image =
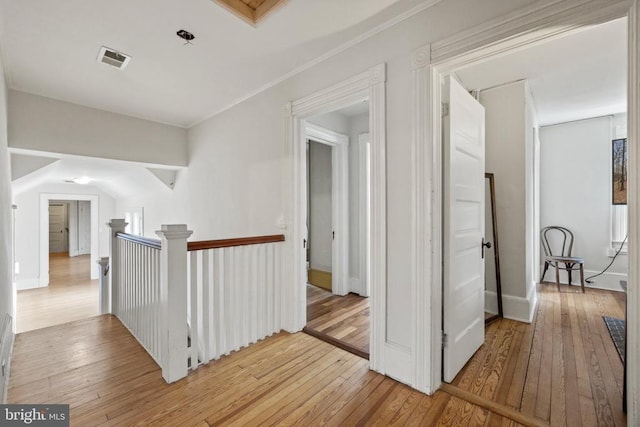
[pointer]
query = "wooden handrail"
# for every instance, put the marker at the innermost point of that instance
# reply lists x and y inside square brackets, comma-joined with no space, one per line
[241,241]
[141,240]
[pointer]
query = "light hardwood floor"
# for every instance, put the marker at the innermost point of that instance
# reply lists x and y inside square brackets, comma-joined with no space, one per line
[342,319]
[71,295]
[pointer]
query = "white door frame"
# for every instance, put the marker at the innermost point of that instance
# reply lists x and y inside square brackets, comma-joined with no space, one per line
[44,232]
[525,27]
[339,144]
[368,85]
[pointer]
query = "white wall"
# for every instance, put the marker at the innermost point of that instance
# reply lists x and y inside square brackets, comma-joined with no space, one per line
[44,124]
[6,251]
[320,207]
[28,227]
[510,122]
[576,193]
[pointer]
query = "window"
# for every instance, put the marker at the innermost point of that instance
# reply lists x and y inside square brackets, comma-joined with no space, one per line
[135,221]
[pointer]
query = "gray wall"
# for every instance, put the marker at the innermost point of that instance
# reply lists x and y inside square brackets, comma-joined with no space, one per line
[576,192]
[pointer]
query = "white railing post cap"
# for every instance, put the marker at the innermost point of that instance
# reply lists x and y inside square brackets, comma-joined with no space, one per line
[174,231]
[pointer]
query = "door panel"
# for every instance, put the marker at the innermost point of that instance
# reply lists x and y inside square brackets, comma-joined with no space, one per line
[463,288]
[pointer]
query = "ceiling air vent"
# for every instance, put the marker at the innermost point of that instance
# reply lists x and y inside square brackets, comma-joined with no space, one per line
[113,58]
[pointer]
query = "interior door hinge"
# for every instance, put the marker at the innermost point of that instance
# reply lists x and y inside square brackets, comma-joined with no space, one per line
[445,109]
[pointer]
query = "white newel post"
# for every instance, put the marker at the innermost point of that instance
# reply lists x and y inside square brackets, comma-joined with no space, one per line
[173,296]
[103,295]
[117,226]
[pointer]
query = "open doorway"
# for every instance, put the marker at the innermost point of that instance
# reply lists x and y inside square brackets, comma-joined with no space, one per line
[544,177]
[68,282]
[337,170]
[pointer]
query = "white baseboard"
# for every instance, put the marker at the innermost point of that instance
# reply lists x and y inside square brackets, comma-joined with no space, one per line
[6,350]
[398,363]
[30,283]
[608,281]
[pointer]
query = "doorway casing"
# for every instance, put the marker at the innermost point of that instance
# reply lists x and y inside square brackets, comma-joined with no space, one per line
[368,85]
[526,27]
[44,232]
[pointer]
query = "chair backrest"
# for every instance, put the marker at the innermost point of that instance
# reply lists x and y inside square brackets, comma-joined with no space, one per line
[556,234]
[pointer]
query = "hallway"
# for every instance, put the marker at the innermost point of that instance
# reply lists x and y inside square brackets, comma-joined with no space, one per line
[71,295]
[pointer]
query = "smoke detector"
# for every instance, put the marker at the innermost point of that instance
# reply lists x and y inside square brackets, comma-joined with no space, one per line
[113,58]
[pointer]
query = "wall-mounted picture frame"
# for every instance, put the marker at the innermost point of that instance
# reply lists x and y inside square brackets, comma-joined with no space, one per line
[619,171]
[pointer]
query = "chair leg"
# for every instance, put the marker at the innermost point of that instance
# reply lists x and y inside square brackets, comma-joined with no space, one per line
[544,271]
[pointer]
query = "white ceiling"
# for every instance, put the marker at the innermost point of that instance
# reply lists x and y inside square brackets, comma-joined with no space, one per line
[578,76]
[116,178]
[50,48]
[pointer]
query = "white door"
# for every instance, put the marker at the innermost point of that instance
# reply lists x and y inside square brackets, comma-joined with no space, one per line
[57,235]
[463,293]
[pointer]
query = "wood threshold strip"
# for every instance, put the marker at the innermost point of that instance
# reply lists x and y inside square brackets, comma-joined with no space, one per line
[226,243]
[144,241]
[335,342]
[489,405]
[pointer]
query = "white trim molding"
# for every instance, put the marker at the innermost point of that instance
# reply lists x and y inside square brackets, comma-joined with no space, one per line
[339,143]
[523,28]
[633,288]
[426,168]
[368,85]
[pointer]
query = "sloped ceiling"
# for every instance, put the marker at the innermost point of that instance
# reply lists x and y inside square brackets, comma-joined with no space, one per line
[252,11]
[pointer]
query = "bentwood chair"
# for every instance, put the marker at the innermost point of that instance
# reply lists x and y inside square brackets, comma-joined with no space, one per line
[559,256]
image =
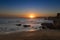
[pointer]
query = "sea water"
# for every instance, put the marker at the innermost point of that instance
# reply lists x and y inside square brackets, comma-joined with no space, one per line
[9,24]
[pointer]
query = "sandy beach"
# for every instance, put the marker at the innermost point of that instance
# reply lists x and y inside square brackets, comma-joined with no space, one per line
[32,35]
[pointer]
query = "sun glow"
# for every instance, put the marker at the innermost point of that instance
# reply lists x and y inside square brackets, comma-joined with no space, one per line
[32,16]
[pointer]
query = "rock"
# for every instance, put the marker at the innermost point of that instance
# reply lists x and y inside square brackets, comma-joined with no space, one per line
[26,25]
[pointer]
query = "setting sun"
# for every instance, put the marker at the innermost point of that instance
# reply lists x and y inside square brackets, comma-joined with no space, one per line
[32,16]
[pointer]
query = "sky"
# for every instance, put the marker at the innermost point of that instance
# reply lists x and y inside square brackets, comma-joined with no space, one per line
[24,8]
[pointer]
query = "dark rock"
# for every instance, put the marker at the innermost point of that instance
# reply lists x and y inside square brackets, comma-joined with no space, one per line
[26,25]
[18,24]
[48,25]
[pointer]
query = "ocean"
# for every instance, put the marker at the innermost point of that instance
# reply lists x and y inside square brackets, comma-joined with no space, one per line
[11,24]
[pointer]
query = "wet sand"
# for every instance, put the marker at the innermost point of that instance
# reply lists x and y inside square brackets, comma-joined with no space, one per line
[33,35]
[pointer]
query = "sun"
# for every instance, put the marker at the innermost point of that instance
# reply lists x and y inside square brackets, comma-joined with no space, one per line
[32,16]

==

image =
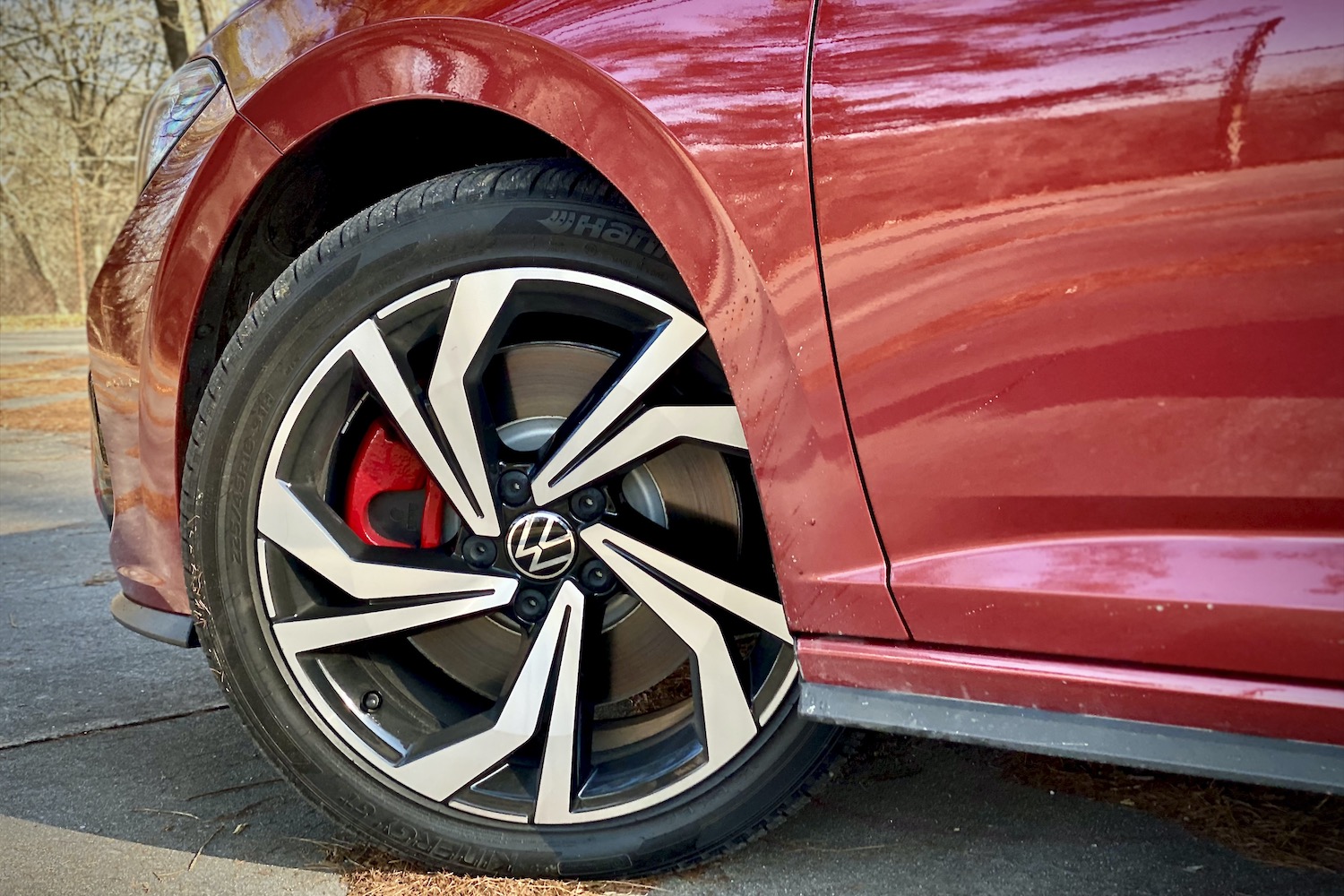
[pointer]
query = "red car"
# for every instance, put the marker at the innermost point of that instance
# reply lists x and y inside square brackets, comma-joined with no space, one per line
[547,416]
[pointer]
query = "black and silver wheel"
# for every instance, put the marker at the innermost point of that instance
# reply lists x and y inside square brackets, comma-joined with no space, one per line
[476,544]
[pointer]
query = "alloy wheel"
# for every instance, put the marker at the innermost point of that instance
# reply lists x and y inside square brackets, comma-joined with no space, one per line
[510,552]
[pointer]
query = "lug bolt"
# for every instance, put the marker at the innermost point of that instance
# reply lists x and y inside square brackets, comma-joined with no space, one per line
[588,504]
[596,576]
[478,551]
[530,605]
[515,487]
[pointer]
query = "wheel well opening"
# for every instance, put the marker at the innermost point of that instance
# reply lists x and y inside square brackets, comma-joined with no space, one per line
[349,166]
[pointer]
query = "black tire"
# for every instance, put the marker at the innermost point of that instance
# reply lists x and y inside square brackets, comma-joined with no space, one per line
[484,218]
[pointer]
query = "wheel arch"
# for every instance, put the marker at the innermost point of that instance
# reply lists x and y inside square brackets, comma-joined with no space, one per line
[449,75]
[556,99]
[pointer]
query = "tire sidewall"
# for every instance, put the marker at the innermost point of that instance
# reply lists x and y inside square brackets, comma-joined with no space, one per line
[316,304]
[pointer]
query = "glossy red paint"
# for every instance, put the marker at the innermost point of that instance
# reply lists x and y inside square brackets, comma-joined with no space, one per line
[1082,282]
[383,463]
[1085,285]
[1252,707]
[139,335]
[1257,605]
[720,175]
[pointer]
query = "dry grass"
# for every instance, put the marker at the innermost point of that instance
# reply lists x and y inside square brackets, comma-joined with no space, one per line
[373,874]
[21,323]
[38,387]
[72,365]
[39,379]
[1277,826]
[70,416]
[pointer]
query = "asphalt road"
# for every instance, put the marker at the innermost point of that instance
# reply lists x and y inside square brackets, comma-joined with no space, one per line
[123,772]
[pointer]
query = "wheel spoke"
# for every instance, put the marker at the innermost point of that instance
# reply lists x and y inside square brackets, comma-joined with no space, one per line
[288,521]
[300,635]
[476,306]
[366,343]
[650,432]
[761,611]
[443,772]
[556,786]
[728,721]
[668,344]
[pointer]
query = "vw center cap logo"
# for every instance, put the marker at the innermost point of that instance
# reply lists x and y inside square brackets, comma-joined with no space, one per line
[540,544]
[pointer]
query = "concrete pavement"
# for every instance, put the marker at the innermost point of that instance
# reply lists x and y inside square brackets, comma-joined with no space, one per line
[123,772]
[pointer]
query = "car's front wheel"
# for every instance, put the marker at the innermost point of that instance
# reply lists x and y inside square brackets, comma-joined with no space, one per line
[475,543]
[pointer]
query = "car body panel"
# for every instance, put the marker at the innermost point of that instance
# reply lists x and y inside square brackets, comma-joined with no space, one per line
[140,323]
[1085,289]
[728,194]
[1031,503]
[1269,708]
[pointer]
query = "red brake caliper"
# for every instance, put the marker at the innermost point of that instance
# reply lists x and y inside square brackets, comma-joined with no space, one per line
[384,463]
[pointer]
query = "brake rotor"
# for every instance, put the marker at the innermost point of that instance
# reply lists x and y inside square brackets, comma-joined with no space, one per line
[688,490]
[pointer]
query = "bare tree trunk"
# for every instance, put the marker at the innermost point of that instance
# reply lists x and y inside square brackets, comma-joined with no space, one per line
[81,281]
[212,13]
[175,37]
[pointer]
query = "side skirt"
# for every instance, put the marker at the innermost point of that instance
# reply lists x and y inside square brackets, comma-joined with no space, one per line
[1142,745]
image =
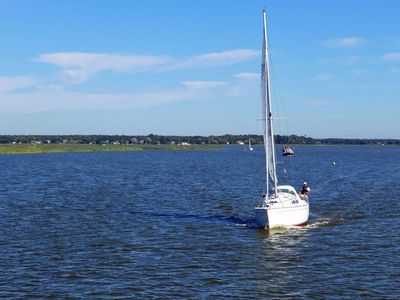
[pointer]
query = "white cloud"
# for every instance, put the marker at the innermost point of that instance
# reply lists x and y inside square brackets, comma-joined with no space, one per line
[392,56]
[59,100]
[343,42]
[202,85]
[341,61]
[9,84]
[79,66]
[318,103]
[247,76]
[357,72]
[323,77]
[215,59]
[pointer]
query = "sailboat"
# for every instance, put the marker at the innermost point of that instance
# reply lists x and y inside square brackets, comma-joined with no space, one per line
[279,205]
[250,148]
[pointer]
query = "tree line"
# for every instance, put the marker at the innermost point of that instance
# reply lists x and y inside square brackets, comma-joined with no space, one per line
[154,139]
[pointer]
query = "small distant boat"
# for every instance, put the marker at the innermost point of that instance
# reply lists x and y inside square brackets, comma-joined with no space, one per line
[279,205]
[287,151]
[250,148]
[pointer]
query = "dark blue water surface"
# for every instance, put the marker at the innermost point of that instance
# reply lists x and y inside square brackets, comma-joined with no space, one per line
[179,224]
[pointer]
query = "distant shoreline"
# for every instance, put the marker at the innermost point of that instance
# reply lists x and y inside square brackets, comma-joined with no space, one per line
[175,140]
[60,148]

→ WHAT NEEDS TO BE DONE
What is the number of lines in the records that contain "frame"? Give that number only.

→ OUTPUT
2